▸ Отрывок
++++++++++
Есть какой-то парадокс в том, что именно христианская вера – религия, которая по своему существу есть par excellence религия живого личного общения с Богом, религия интимной близости и сродства между человеческой душой и Богом, – облеклась, пожалуй, в большей мере, чем другие религии, в жесткую, неподвижную броню застывших догматических формул. Помимо общей роковой тенденции всего живого постепенно застывать, костенеть, превращать гибкую, пластическую форму, необходимую всему живому, в форму омертвевшую, на которую переносится благоговейное почитание, первоначально относящееся к творческому, пульсирующему содержанию жизни, – помимо этой общей тенденции здесь, очевидно, имеет силу соотношение, выраженное в известной формуле: corruptio optimi pessima[11].
++++++++++
▸ Сохраненные данные

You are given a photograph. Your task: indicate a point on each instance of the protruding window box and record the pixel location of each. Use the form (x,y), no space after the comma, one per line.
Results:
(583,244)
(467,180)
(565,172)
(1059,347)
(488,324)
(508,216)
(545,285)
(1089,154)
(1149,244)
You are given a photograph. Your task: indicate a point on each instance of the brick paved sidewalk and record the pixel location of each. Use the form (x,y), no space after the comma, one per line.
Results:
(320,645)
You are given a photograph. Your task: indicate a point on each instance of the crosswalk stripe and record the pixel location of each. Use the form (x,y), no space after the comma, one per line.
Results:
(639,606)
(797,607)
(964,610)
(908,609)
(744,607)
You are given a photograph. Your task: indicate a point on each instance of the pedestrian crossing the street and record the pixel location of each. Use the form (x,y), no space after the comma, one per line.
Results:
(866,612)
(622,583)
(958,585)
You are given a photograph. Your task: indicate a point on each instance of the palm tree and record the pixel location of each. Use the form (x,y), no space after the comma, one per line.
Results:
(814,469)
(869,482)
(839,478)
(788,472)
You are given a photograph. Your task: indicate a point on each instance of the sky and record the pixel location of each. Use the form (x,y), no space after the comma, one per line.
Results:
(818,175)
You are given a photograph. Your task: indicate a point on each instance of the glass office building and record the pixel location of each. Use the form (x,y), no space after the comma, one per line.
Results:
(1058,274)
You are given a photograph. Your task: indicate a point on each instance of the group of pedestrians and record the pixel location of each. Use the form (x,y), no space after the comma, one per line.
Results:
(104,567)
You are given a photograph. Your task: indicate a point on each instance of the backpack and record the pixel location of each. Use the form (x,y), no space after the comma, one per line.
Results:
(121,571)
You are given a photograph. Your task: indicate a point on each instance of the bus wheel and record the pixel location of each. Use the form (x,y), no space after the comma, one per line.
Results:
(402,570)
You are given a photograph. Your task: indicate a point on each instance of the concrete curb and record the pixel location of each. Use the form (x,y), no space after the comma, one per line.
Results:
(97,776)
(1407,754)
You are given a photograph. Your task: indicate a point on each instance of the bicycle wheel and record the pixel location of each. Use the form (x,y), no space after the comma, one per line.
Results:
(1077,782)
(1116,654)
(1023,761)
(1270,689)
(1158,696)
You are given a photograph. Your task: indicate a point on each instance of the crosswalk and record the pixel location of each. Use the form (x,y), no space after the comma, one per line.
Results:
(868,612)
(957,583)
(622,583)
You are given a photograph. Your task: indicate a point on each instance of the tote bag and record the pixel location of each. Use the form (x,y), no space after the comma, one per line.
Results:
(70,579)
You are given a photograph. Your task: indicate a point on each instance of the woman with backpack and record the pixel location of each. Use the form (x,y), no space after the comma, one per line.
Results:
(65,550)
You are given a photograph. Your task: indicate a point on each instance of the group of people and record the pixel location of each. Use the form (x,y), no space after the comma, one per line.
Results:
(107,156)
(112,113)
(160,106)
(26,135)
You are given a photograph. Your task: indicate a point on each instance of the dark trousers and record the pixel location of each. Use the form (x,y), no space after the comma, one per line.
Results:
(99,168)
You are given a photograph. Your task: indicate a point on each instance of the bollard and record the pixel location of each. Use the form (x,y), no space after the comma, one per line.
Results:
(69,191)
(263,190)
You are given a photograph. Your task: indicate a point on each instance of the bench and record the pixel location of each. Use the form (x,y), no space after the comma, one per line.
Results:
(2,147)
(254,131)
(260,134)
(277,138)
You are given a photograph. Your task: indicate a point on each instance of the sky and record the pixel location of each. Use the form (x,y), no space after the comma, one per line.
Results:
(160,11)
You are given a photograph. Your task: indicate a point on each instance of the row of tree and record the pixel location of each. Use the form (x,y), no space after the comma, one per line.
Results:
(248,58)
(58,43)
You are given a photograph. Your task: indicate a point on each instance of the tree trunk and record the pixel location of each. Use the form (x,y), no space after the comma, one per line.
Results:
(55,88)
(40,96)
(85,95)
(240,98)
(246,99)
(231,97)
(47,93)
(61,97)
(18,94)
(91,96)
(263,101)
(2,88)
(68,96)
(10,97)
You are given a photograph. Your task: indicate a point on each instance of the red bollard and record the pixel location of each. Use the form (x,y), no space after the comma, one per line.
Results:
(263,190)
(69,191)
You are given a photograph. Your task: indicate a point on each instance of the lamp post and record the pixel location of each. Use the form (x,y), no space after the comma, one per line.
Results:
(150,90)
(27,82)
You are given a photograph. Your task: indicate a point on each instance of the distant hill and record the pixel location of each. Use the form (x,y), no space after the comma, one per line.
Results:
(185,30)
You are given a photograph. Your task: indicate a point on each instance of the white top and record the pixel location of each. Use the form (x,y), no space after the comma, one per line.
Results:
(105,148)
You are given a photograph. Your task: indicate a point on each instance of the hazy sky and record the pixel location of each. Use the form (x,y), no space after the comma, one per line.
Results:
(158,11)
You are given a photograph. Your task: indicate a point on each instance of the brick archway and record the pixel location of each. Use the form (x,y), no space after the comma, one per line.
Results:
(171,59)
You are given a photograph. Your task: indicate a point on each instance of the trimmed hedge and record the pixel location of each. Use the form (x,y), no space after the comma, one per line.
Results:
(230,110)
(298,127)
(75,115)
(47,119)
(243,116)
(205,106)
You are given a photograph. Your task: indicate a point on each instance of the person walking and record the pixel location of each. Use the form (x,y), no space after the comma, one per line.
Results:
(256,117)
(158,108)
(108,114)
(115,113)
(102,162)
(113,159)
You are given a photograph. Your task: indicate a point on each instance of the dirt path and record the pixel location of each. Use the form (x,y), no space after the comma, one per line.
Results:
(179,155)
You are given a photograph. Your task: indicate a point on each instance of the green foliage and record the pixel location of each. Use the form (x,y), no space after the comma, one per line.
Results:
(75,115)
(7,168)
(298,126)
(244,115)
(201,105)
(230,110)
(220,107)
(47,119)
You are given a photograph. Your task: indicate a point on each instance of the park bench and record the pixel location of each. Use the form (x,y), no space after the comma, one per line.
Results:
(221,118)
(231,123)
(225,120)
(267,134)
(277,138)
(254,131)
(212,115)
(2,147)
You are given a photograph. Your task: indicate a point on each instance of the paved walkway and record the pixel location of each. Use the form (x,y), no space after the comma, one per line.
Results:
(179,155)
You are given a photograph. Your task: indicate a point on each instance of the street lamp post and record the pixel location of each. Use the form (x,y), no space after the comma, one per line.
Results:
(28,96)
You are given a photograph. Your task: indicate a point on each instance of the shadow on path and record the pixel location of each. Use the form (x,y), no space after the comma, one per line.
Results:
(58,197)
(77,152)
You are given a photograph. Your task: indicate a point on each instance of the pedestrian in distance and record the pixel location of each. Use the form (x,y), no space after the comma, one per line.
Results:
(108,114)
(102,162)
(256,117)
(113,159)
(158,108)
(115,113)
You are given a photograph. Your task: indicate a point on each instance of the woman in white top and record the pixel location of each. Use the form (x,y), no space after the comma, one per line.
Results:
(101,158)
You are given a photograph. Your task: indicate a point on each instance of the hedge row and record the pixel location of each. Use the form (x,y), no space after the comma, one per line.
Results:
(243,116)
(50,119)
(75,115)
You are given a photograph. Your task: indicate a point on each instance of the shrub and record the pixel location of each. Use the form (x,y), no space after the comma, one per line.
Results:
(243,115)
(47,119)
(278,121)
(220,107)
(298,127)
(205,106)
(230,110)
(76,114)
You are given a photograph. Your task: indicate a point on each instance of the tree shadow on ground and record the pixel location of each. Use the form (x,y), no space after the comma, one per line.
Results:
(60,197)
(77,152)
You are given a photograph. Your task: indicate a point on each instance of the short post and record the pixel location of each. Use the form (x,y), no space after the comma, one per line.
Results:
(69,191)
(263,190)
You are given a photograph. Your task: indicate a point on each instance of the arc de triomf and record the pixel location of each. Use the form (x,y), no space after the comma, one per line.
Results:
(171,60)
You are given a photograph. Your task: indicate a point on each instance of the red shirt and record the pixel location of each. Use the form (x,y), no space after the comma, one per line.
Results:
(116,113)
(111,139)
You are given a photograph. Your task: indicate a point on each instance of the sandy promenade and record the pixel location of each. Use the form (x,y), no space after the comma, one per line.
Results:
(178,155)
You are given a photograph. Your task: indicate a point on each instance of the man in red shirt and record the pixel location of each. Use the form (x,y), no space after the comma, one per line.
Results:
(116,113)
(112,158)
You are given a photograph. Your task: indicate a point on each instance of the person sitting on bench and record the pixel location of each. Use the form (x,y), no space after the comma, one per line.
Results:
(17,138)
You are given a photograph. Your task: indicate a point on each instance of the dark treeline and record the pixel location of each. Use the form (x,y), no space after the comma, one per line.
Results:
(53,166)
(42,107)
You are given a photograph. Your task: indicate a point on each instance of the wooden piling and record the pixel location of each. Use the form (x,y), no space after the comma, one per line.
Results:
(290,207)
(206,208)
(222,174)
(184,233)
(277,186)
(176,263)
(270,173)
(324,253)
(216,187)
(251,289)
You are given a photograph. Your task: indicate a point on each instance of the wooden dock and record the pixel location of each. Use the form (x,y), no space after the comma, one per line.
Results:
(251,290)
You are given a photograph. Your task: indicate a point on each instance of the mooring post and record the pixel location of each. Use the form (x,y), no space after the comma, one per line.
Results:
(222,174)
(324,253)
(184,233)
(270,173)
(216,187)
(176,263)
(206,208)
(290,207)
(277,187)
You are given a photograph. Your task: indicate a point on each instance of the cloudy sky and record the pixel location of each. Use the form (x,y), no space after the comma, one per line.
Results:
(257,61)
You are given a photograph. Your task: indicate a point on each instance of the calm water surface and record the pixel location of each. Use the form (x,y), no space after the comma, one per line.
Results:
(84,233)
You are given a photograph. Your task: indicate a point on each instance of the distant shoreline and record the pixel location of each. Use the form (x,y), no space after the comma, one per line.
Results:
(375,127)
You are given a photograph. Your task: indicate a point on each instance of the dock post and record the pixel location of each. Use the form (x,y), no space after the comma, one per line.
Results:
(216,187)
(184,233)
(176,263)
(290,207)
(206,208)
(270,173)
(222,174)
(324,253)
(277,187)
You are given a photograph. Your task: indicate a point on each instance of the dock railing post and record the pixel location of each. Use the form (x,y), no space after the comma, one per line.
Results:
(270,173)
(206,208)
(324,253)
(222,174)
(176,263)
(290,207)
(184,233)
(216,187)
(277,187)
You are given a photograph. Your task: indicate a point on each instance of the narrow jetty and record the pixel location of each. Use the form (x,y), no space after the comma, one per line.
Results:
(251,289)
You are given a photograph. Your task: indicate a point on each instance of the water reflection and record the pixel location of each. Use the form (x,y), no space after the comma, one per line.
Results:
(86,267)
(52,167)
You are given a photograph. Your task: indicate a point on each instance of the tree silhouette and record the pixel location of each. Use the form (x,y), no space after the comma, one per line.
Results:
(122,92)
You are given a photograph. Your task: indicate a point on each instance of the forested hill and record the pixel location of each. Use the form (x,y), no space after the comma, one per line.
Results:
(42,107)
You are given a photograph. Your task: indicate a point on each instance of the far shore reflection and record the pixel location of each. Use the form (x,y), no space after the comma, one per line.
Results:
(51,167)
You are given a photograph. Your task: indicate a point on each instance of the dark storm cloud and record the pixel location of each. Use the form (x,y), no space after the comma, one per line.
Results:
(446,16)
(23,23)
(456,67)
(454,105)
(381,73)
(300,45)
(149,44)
++++++++++
▸ Выполните задания
1 - Перескажите отрывок о христианской вере в двух предложениях.
2 - Извлеките из листинга все строки, в которых есть слово "post". Регистр букв учитывается.
Отрывок и листинг — отдельные материалы, друг с другом не связанные.

▸ Ответы к заданиям
1 - Парадоксально, что христианская вера, по существу религия живого личного общения с Богом и близости между человеческой душой и Богом, больше других религий облеклась в жесткую броню застывших догматических формул. Кроме общей тенденции всего живого застывать и костенеть, здесь действует соотношение, выраженное формулой corruptio optimi pessima.

2 -
You are given a photograph. Your task: indicate a point on each instance of the lamp post and record the pixel location of each. Use the form (x,y), no space after the comma, one per line.
You are given a photograph. Your task: indicate a point on each instance of the street lamp post and record the pixel location of each. Use the form (x,y), no space after the comma, one per line.
You are given a photograph. Your task: indicate a point on each instance of the short post and record the pixel location of each. Use the form (x,y), no space after the comma, one per line.
You are given a photograph. Your task: indicate a point on each instance of the mooring post and record the pixel location of each. Use the form (x,y), no space after the comma, one per line.
You are given a photograph. Your task: indicate a point on each instance of the dock post and record the pixel location of each. Use the form (x,y), no space after the comma, one per line.
You are given a photograph. Your task: indicate a point on each instance of the dock railing post and record the pixel location of each. Use the form (x,y), no space after the comma, one per line.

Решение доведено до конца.